### [TO BE DONE]
Find every line in the data below that contains the word "door", and copy each of those lines in full. Match the case of the word exactly.

==== MATERIAL PROVIDED

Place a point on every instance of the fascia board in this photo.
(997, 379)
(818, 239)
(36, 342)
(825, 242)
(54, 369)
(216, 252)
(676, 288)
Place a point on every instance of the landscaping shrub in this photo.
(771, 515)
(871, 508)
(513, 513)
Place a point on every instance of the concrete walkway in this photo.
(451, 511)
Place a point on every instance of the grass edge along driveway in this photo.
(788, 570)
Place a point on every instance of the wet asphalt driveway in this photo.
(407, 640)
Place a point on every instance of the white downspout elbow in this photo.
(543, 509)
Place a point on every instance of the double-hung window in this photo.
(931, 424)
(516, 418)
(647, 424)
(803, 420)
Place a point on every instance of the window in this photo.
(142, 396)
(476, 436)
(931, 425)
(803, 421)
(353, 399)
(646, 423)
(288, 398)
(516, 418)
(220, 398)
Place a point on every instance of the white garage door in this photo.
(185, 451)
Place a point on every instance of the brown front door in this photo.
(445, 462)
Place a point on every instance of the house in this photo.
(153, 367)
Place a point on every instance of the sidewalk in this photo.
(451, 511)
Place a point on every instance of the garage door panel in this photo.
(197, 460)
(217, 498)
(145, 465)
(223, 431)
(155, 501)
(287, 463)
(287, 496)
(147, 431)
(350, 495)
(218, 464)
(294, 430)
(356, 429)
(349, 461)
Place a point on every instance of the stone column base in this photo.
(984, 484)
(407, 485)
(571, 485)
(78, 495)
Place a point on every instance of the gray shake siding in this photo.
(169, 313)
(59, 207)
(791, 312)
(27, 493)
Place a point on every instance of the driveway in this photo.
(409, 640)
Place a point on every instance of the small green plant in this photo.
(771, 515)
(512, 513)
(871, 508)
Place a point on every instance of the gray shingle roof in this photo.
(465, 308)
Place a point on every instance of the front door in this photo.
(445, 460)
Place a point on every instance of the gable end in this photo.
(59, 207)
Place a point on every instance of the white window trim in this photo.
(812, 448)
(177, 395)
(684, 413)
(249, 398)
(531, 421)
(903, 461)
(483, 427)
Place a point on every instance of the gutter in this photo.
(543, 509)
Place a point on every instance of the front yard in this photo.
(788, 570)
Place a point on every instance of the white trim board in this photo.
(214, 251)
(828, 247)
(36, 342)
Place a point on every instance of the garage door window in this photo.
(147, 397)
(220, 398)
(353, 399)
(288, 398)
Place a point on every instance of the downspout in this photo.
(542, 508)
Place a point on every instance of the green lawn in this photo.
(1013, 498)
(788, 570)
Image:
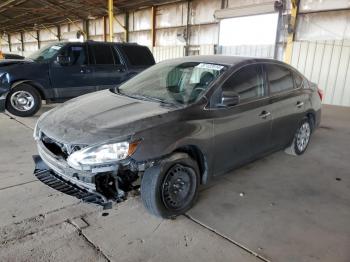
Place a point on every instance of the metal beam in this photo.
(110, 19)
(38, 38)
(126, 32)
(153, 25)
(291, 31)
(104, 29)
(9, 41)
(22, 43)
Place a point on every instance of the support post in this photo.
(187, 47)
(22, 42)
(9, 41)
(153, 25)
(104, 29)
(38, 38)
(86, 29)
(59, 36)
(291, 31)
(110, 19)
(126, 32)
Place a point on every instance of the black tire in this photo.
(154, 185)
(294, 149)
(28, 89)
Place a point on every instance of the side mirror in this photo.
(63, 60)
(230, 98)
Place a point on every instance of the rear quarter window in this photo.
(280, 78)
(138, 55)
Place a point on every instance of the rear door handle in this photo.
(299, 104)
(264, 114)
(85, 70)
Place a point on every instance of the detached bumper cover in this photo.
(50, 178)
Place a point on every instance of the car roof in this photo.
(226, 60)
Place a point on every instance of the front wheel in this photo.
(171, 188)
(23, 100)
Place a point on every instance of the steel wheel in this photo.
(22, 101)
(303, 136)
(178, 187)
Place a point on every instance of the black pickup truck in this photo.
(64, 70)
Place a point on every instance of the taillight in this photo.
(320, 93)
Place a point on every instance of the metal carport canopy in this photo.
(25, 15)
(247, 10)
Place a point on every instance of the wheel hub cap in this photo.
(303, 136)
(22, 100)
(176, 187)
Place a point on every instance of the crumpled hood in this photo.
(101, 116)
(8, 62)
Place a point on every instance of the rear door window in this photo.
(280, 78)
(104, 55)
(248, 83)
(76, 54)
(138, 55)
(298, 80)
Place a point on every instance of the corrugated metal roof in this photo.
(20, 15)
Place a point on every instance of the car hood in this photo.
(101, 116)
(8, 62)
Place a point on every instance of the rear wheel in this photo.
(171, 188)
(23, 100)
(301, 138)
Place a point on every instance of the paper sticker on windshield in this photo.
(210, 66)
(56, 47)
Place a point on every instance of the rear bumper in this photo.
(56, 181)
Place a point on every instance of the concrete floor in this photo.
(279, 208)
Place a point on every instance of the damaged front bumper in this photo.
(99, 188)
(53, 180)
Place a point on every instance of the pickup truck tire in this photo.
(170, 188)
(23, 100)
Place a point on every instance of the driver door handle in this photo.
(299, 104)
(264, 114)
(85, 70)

========
==== MATERIAL PROVIDED

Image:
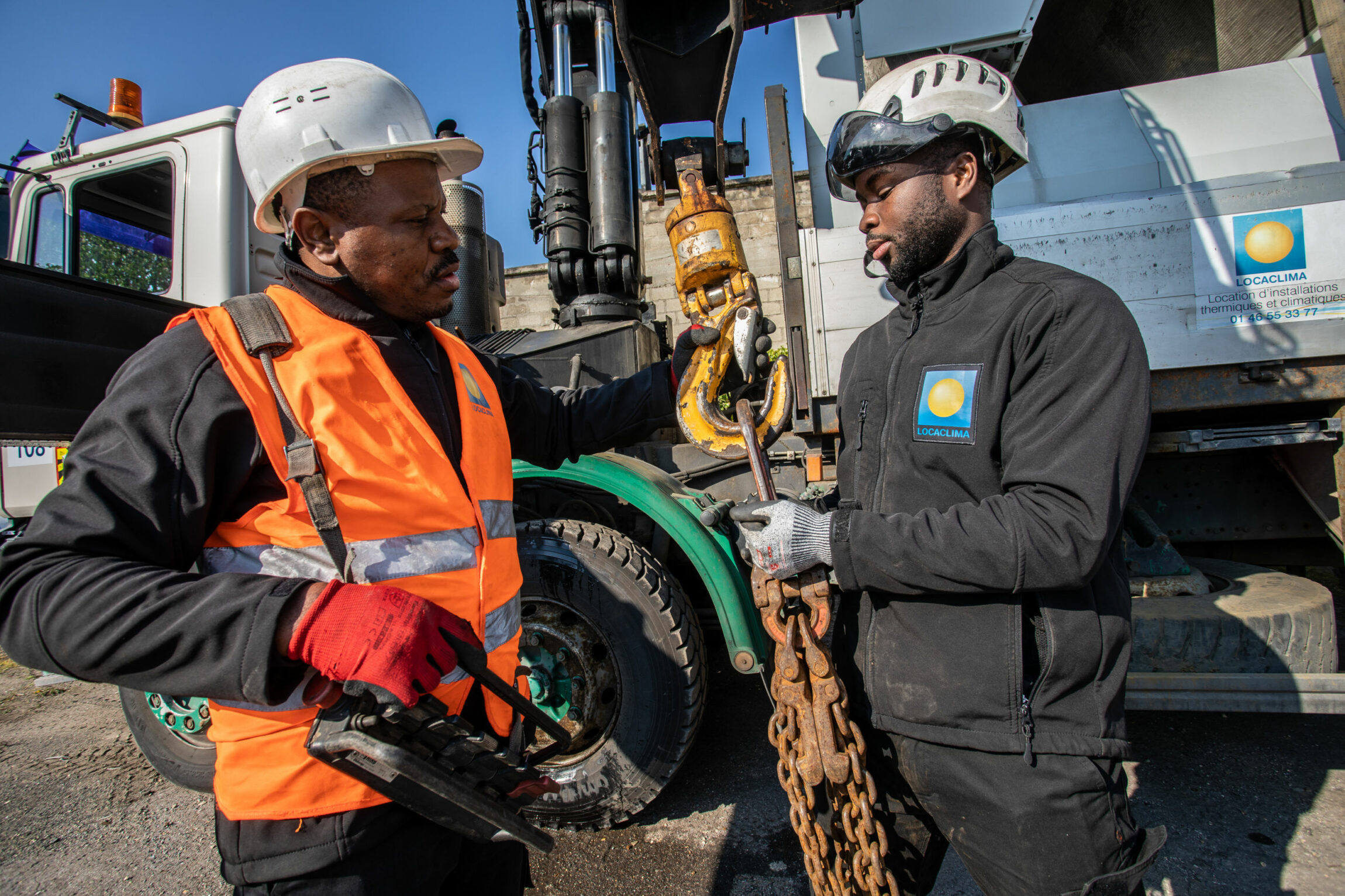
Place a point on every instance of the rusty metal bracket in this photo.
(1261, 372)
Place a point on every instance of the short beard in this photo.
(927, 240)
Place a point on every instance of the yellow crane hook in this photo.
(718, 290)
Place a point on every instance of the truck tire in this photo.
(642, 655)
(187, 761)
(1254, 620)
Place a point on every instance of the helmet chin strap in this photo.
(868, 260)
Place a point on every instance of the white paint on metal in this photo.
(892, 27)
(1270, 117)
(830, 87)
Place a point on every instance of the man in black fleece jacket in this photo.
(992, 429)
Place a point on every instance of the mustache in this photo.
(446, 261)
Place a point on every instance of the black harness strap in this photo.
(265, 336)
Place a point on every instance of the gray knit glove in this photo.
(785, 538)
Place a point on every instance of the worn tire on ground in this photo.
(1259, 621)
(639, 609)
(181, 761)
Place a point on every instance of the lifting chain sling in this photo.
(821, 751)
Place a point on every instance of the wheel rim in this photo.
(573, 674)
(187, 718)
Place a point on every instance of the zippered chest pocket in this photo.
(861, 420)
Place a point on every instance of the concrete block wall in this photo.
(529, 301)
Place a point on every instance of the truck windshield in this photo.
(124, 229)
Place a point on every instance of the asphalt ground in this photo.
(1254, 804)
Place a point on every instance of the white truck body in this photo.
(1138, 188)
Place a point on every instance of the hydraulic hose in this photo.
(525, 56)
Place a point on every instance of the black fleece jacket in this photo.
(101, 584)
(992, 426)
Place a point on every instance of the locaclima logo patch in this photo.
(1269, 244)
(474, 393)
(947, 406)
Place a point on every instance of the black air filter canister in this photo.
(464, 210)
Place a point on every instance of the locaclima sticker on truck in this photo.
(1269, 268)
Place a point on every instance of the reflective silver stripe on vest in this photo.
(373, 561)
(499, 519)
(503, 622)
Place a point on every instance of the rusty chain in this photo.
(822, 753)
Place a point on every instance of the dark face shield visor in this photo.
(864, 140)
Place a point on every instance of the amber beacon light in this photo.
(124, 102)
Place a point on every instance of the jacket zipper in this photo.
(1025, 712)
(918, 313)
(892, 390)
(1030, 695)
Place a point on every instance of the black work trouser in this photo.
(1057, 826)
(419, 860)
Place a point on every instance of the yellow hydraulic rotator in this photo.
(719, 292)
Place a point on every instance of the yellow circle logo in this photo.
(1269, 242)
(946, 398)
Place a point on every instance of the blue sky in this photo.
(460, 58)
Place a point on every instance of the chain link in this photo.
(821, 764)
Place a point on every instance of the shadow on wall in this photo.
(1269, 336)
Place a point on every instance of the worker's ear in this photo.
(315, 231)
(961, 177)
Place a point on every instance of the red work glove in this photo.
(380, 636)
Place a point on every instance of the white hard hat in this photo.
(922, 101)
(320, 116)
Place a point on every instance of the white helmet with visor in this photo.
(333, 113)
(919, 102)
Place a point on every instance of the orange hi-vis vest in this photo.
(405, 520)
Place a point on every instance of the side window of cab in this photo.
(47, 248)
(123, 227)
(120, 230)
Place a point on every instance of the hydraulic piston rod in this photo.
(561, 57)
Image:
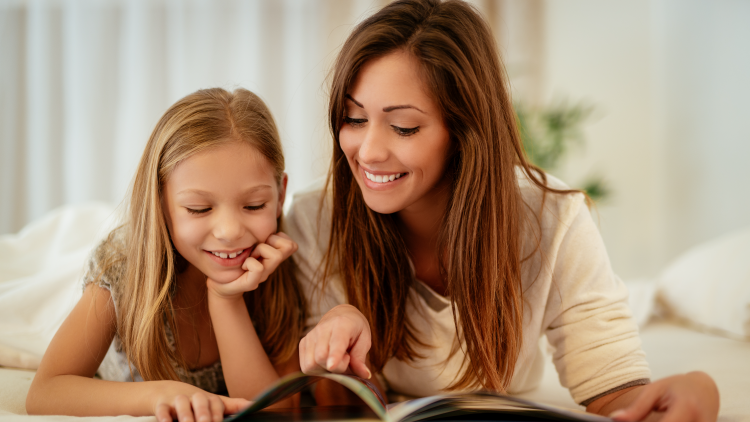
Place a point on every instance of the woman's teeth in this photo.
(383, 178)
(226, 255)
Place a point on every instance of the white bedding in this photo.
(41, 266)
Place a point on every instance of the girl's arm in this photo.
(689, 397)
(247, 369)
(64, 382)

========
==== MATERIAL PROVIDED

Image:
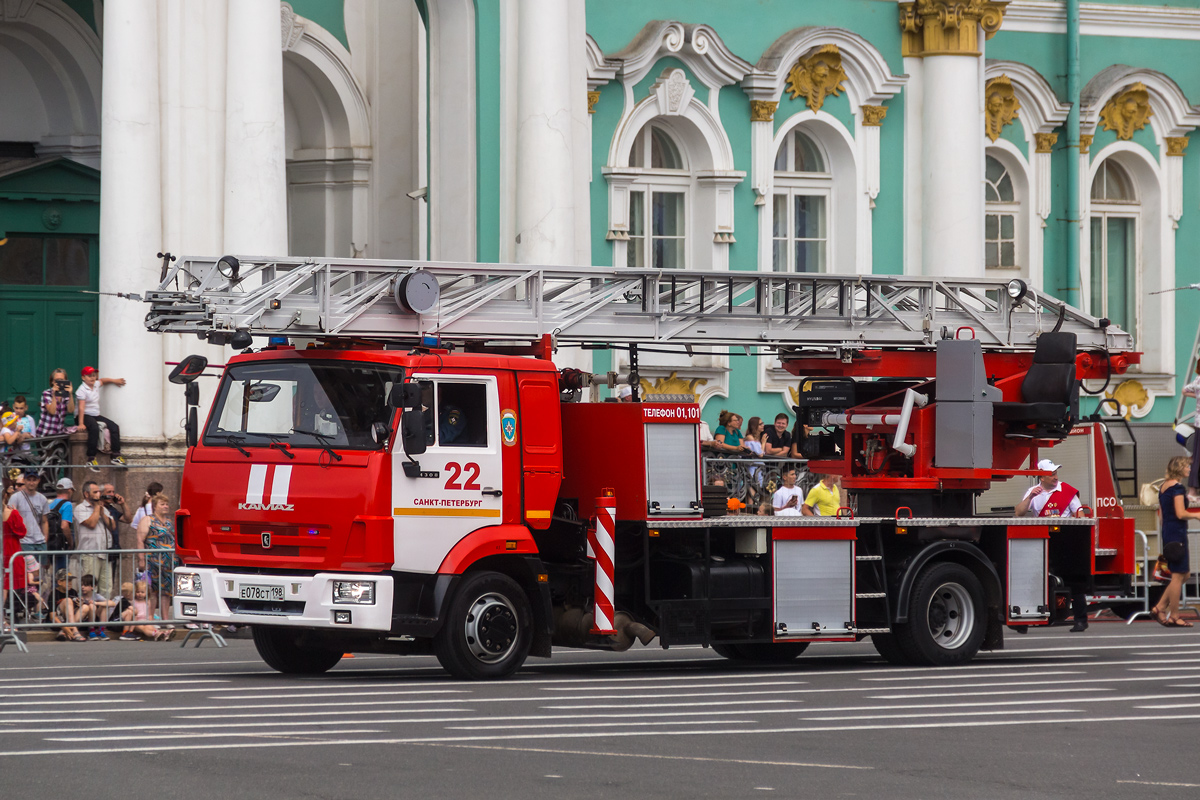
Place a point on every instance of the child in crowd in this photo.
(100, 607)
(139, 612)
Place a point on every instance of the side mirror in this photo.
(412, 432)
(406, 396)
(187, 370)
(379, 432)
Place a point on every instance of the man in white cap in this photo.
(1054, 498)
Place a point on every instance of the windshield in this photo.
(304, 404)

========

### [WRITTEN RESPONSE]
Place a point on every instance of the white garage door in this photo.
Place a point on every instance of the brown front door in this photo.
Place a point on every instance of the garage door panel in this photo.
Place a point on every instance of the front door in this photo.
Place a point on every instance of the garage door window in this photo.
Place a point on every instance of the rear door handle in this photo.
Place a point on every instance of the rear door window in this photo.
Place a point on every instance of the driver door handle in this photo.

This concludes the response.